Objectif visé: Mettez à jour le passage du texte sur le fort de Tavannes compris entre « L'utilisation des casemates » et « pourrait le croire. », inclus, en y remplaçant « infirmerie » par « salle de soins ».

Extrait du texte:

↓

Le fort de Tavannes (suite)


La crise de l'obus-torpille de 1886 fit naître un intense échauffement cérébral dans les crânes militaires. Les méthodes défensives furent basées sur un doublage des voûtes originales par une épaisse couche de béton posé sur un lit de sable amortisseur. On remettait la terre par-dessus. Les façades étaient également doublées. Ci-après, trois époques de construction dans cette caserne bétonnée : la première, originelle, en moellons calcaires, désormais invisible de l'extérieur ; la deuxième, c'est le renforcement par béton, au-dessus de la caserne après arasement du cavalier et verticalement par accolement d'un masque également en béton mouluré, pour faire joli (on est à l'époque du renforcement quarante ans avant les ouvrages Maginot qui ne se souciaient plus d'esthétique) ; la troisième, c'est l'obturation en tout-venant (assises inégales que Vitruve aurait appelées pseudisodomum) des ouvertures des casemates. L'irruption des gaz de combat au milieu des armes conventionnelles nécessitait l'étanchéité des locaux pour leur mise en surpression.
La caserne à l'épreuve de Tavannes.
La caserne bétonnée était accessible par la façade (voir la photo ci-dessus) mais aussi par un couloir nord. Ci-contre, la gaine prolongeant initialement le couloir de fond des casemates et rejoignant la rue du rempart reçut elle aussi le doublage de béton. Pendant la guerre, dans le cadre des travaux de mise en défense, elle fut coupée d'un épais masque percé d'un créneau de tir.

L'observatoire cuirassé visible ci-dessous a probablement été installé en 1916 pour surveiller le secteur nord-est du fort. On a trouvé le moyen de faire coïncider une des descentes dans les galeries profondes exactement avec sa verticale.
L'utilisation des casemates de la caserne renforcée n'est plus guère lisible aujourd'hui (pas plus que celle des autres, d'ailleurs). Seules les archives nous apprennent que, par exemple, la pièce photographiée ci-après était pour la moitié arrière (celle-ci) une infirmerie dotée de son propre ventilateur (sur une cloison disparue depuis longtemps). Pourquoi pas ? Ce qui ressemble à une gouttière en est une.
Pendant la bataille de Verdun essentiellement, le fort reçut plusieurs dizaines de milliers d'obus, dont plusieurs dizaines de 380 et de 420. D'ailleurs, le renforcement bétonné de la caserne gauche remplit parfaitement bien son rôle, et même la caserne sud, non protégée, qu'on aurait pu croire entièrement pulvérisée, ne montre pas autant de dégâts qu'on pourrait le croire.

↑

Liste des données:
↓

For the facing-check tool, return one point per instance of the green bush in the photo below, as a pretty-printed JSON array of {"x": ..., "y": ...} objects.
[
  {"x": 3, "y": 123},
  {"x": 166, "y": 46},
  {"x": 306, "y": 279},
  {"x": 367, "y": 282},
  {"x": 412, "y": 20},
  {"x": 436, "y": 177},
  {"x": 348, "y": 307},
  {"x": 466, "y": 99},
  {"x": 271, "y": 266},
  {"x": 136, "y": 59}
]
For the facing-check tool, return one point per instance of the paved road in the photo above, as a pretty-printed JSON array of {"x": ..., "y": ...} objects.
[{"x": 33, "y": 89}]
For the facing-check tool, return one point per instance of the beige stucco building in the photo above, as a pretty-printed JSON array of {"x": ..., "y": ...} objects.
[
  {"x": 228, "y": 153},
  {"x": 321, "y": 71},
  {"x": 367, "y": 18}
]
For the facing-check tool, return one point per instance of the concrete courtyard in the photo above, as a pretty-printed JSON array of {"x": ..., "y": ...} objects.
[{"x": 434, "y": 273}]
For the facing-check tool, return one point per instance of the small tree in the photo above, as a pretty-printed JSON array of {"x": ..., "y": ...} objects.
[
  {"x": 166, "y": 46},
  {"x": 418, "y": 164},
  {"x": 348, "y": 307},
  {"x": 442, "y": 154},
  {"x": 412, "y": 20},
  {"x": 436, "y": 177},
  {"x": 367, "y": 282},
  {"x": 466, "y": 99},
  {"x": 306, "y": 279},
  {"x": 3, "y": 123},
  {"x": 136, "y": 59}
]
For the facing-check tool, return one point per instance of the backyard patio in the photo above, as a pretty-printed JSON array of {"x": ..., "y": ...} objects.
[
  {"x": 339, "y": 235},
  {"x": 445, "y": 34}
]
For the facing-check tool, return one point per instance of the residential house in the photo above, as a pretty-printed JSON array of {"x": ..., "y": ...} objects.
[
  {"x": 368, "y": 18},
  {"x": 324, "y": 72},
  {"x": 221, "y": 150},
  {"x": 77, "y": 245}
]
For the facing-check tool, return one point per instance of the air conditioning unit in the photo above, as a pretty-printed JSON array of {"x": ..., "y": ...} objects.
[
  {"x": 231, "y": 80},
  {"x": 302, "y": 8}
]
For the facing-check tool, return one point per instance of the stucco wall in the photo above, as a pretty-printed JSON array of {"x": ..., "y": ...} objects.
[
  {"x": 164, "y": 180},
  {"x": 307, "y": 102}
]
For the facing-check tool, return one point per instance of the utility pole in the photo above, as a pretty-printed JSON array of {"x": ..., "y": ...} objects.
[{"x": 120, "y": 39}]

↑

Résultat obtenu:
L'utilisation des casemates de la caserne renforcée n'est plus guère lisible aujourd'hui (pas plus que celle des autres, d'ailleurs). Seules les archives nous apprennent que, par exemple, la pièce photographiée ci-après était pour la moitié arrière (celle-ci) une salle de soins dotée de son propre ventilateur (sur une cloison disparue depuis longtemps). Pourquoi pas ? Ce qui ressemble à une gouttière en est une.
Pendant la bataille de Verdun essentiellement, le fort reçut plusieurs dizaines de milliers d'obus, dont plusieurs dizaines de 380 et de 420. D'ailleurs, le renforcement bétonné de la caserne gauche remplit parfaitement bien son rôle, et même la caserne sud, non protégée, qu'on aurait pu croire entièrement pulvérisée, ne montre pas autant de dégâts qu'on pourrait le croire.